Oleh: Prof Dr Nasaruddin Umar
Dalam tradisi Indonesia, semangat Idul Fitri, antara lain, mudik kembali ke kampung kelahiran, tempat kita lahir atau berasal.
Di sana kita melakukan silaturahim dengan para keluarga. Mungkin, termasuk ziarah ke kuburan orang-orang terdekat kita, seperti orang tua dan sanak keluarga.
Kita juga bisa me-refresh dan me-rewind memori alam bawah sadar kita melalui sentuhan rasa yang lahir setelah kembali menyaksikan benda-benda monumental, seperti menengok atap rumah yang pernah menaungi kita saat kecil bersama orang tua dan seluruh saudara.
Kita juga bisa menyaksikan sekolah dasar dan masjid/mushala tempat pertama kali kita mulai belajar formal dan mengaji. Mungkin, masih ada lagi kenangan lain bisa muncul saat kita menyaksikan kampung halaman.
Misalnya, di dinding tengah rumah masih terpampan foto hitam putih saat kita masih kecil atau membuka-buka album keluarga yang sebagian orang di dalamnya sudah mendahului kita.
Sekaligus, juga bisa mencicipi kembali masakan dan jajanan yang pernah mengeraskan batok kepala kita saat masih kecil. Kolektif memori nostalgia bisa menjadi shock therapy buat kita untuk mengevaluasi jalan hidup yang selama ini kita pilih.

* [Data Tercatat]:

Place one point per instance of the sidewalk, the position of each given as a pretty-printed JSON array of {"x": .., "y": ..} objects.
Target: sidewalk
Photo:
==
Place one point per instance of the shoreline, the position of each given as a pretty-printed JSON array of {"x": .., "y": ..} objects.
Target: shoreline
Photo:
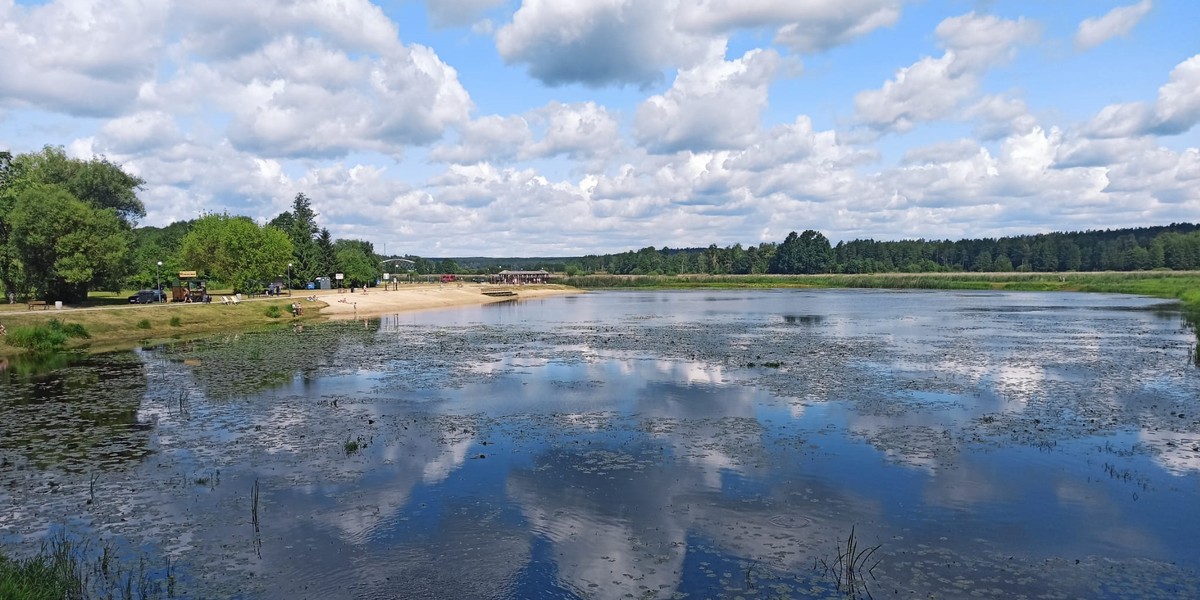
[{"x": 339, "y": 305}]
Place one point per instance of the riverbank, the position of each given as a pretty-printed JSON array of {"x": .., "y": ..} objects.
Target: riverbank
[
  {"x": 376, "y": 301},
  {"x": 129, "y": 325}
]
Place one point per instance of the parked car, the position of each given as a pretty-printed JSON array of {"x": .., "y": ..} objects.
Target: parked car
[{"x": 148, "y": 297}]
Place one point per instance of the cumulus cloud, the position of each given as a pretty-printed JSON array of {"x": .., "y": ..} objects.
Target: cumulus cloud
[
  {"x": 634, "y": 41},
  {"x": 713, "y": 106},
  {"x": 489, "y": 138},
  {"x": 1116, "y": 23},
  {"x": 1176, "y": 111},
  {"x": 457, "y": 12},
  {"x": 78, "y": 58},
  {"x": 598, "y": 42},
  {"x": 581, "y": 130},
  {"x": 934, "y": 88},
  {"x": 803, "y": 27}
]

* [Ketentuan Latihan]:
A. Jawablah pertanyaan berikut berdasarkan teks tentang mudik Idul Fitri.
(i) Ke mana kita kembali saat mudik?
(ii) Di mana kita pertama kali mulai belajar formal dan mengaji?
(iii) Kolektif memori nostalgia bisa menjadi apa bagi kita?
B. Tuliskan lanjutan teks tentang mudik Idul Fitri, dimulai setelah kalimat terakhirnya.
Baris-baris data merupakan bahan tersendiri yang terpisah dari teks.

* [Jawaban yang Diberikan]:
A.
(i) Ke kampung kelahiran, tempat kita lahir atau berasal.
(ii) Di sekolah dasar dan masjid/mushala.
(iii) Menjadi shock therapy untuk mengevaluasi jalan hidup yang selama ini kita pilih.

B.
Mungkin, sebagian aktivitas kita di kota ada di antaranya yang tidak sejalan dengan pesan luhur orang tua dan kakek nenek yang dulu mewasiatkan untuk hidup luhur di jalan yang benar.
Syukur-syukur, kita bisa memugar sejumlah bangunan monumental secara emosional di kampung halaman kita, misalnya, mengganti tegel tua masjid atau mushala yang pertama kali kita tempati sujud dan mengenal Tuhan.
Atau, mungkin mengganti genteng rumah tempat yang pernah merekam kelahiran kita. Kesemuanya itu bisa memberikan kesegaran dan ketenangan hidup tersendiri setelah sekian lami kita hidup di tengah ketegangan kota.